* PAGE TEXT
================================

The network uses 96x96 dimensional RGB images as its input. Specifically, it inputs a face image (or batch of $m$ face images) as a tensor of shape $(m, n_C, n_H, n_W)$ = $(m, 3, 96, 96)$. Note: input is not $(m, n_C, n_H, n_W)$, so channels first convention is used as opposed to usual. It outputs a matrix of shape $(m, 128)$ that encodes each input face image into a 128-dimensional vector

For an image $x$, its encoding is denoted as $f(x)$, where $f$ is the function computed by the neural network.

Training will use triplets of images $(A, P, N)$:  where A is an "Anchor" image (a picture of a person), P is a "Positive" image (another picture of the same person) and N is a "Negative" image (a picture of a different person). $(A^{(i)}, P^{(i)}, N^{(i)})$ denotes the $i$-th training example.

================================

* SOURCE EXCERPT

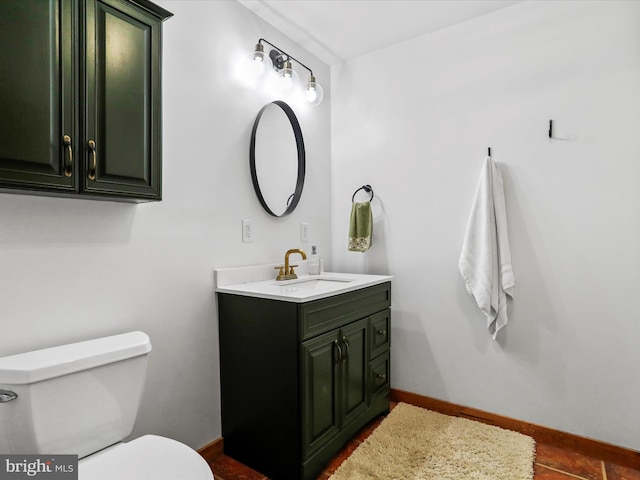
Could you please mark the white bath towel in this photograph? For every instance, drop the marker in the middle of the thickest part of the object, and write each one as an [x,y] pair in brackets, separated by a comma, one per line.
[485,260]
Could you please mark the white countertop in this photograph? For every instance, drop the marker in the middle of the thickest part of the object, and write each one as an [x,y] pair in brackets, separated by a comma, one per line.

================================

* WHAT TO WORK ON
a. According to the face-encoding passage, what is the shape of the matrix the network outputs?
b. Resume the face-encoding passage after its final sentence.
You can set the data aside; none of it is needed here.

* WRITTEN RESPONSES
a. A matrix of shape $(m, 128)$.

b.
Need to make sure that an image $A^{(i)}$ of an individual is closer to the Positive $P^{(i)}$ than to the Negative image $N^{(i)}$) by at least a margin $\alpha$:

$$\mid \mid f(A^{(i)}) - f(P^{(i)}) \mid \mid_2^2 + \alpha < \mid \mid f(A^{(i)}) - f(N^{(i)}) \mid \mid_2^2$$

The objective is to minimize the following "triplet cost":

$$\mathcal{J} = \sum^{m}_{i=1} \large[ \small \underbrace{\mid \mid f(A^{(i)}) - f(P^{(i)}) \mid \mid_2^2}_\text{(1)} - \underbrace{\mid \mid f(A^{(i)}) - f(N^{(i)}) \mid \mid_2^2}_\text{(2)} + \alpha \large ] \small_+ \tag{3}$$

Here the notation "$[z]_+$" denotes $max(z,0)$.

Version notes: tensorflow v1.4.0, numpy v1.16.4 (downgraded for incompatibility with tf), Keras v2.1.4

In [1]:
from keras.models import Sequential
from keras.layers import Conv2D, ZeroPadding2D, Activation, Input, concatenate
from keras.models import Model
from keras.layers.normalization import BatchNormalization
from keras.layers.pooling import MaxPooling2D, AveragePooling2D
from keras.layers.merge import Concatenate
from keras.layers.core import Lambda, Flatten, Dense
from keras.initializers import glorot_uniform
from keras.engine.topology import Layer

from keras import backend as K
K.set_image_data_format('channels_first')

import cv2
import os
import numpy as np
from numpy import genfromtxt
import pandas as pd
import tensorflow as tf

from frutils import *

%matplotlib inline
%load_ext autoreload
%autoreload 2

import warnings
warnings.filterwarnings(action="ignore", category=FutureWarning)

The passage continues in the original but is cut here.